Given instruction 1 —
Return every line of the records that contains the string "hair", treating uppercase and lowercase as different.

Passage —
** begin **

Massive security flaw may threaten millions of Samsung Galaxy phones - ganram
http://mashable.com/2015/06/17/samsung-phones-security-flaw/

======
_jomo
NowSecure has some details about this flaw [0]. Summary:

The SwiftKey keyboard (which can't be uninstalled) checks for language packs
via HTTP:

    
    
        http://skslm.swiftkey.net/samsung/downloads/v1.3-USA/languagePacks.json
    

That returns a list of download URLs and SHA1 hashes (which are obviously
useless when they're in the same plain text response). These download links
look like:

    
    
        http://skslm.swiftkey.net/samsung/downloads/v1.3-USA/en_US.zip
    

The zip file is downloaded and then extracted as system user. The zip file may
contain paths like ../../../../../../../../data/payload, which basically
allows to write anywhere on the file system.

This can be (ab)used for a system level remote code execution.

Ryan Welton also published a video demonstrating the exploit. [1]

0: [https://www.nowsecure.com/blog/2015/06/16/remote-code-
execut...](https://www.nowsecure.com/blog/2015/06/16/remote-code-execution-as-
system-user-on-samsung-phones/)

1:
[https://www.youtube.com/watch?v=uvvejToiWrY](https://www.youtube.com/watch?v=uvvejToiWrY)

** end **

Given instruction 2 —
Answer these questions using the thread about the Samsung security flaw above:
(a) Over what protocol does the SwiftKey keyboard check for language packs?
(b) What kind of hashes come back with the download URLs?
(c) Who published a video demonstrating the exploit?

Dataset rows —
** begin **

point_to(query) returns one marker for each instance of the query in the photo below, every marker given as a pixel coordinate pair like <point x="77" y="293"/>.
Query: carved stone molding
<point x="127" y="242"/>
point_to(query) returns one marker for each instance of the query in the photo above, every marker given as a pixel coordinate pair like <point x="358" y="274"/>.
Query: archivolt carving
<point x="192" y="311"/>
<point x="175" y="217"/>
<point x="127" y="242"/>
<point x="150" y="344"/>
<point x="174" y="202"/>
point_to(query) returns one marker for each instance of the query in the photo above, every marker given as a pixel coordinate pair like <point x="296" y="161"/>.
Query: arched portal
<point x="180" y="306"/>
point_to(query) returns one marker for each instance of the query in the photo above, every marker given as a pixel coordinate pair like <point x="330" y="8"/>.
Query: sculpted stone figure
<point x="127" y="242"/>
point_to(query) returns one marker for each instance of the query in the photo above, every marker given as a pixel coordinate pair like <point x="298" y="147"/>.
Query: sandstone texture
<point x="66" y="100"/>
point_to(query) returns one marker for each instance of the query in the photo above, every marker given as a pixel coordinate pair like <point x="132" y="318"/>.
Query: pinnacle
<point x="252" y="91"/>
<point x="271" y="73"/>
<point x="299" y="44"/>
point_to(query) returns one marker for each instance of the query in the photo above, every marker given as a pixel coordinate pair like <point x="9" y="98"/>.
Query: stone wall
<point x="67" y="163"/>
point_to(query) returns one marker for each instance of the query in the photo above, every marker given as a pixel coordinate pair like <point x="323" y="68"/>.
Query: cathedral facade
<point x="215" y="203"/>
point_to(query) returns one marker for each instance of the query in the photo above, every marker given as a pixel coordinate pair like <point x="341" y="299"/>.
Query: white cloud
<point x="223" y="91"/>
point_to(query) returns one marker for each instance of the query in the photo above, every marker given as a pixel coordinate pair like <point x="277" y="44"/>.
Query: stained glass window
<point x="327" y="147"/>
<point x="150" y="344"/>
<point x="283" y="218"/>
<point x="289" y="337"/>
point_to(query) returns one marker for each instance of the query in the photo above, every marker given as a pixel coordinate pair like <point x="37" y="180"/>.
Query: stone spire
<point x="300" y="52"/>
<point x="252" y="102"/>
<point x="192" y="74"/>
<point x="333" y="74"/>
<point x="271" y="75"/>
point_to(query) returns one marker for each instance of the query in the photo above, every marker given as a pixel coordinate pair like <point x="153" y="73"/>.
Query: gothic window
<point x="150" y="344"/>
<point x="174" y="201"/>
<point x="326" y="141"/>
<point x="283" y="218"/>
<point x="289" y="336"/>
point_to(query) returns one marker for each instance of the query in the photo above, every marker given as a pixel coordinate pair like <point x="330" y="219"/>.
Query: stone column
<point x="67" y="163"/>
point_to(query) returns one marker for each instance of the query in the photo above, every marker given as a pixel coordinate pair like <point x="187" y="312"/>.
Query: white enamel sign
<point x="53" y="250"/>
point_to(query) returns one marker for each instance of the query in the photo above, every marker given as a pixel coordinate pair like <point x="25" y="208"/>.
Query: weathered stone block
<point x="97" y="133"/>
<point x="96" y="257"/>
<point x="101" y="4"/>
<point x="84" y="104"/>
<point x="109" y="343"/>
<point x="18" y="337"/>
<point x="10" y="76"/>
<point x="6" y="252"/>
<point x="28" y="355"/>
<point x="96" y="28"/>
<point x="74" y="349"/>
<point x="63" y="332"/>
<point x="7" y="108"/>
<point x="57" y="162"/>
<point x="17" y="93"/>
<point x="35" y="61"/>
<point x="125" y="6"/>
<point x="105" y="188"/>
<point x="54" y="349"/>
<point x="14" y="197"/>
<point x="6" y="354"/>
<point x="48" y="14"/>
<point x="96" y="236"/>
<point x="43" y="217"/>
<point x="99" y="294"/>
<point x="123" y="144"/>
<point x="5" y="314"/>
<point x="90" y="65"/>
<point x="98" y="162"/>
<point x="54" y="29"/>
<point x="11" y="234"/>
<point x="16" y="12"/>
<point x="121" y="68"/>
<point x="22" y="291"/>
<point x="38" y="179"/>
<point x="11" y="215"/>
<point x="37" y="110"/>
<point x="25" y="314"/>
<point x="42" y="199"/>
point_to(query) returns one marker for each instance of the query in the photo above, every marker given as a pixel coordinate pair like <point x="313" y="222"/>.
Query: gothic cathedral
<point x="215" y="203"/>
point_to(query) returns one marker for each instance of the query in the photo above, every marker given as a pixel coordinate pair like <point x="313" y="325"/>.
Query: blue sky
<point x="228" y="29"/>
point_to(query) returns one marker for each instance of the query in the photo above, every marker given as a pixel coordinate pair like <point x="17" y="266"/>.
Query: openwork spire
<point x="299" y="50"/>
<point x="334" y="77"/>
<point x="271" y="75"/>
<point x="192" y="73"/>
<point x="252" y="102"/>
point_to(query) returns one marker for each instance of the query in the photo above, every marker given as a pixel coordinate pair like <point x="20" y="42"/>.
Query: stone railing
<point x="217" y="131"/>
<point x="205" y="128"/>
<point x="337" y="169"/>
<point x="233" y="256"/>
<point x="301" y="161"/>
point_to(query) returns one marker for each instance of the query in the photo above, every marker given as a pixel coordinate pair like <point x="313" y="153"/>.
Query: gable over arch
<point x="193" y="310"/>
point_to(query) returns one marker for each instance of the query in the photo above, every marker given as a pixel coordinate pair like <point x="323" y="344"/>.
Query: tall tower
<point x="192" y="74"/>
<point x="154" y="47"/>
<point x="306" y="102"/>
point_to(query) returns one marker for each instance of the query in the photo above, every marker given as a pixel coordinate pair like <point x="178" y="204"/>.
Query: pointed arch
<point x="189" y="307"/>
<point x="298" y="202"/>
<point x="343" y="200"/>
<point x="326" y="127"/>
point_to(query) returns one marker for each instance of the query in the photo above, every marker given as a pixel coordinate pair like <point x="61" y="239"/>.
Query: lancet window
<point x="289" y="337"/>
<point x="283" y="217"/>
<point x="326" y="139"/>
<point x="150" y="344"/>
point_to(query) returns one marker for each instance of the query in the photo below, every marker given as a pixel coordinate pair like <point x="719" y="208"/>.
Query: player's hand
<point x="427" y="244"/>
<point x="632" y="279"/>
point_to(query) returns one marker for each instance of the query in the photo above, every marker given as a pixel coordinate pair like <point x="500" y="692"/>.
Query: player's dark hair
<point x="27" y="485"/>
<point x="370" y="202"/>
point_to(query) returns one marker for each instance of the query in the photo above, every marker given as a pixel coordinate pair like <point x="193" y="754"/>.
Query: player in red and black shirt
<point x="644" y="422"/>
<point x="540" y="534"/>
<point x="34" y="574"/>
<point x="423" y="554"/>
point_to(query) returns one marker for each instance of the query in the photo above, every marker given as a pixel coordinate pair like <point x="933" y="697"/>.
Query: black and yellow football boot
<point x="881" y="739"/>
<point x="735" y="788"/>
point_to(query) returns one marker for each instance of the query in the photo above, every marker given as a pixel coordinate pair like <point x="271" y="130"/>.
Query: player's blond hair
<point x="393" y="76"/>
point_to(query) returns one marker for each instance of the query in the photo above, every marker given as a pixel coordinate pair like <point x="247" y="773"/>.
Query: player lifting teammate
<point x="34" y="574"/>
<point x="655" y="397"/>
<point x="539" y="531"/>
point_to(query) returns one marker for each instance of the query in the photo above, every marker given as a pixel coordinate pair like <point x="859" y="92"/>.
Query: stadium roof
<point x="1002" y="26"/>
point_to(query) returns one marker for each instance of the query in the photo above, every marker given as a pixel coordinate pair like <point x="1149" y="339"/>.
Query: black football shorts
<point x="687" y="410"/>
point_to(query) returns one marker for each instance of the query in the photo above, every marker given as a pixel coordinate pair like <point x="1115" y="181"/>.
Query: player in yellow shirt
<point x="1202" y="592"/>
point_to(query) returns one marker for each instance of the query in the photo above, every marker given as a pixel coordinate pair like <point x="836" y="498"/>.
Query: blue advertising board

** end **

Task answer 1 —
Query: player's dark hair
Query: player's blond hair

Task answer 2 —
(a) HTTP
(b) SHA1 hashes
(c) Ryan Welton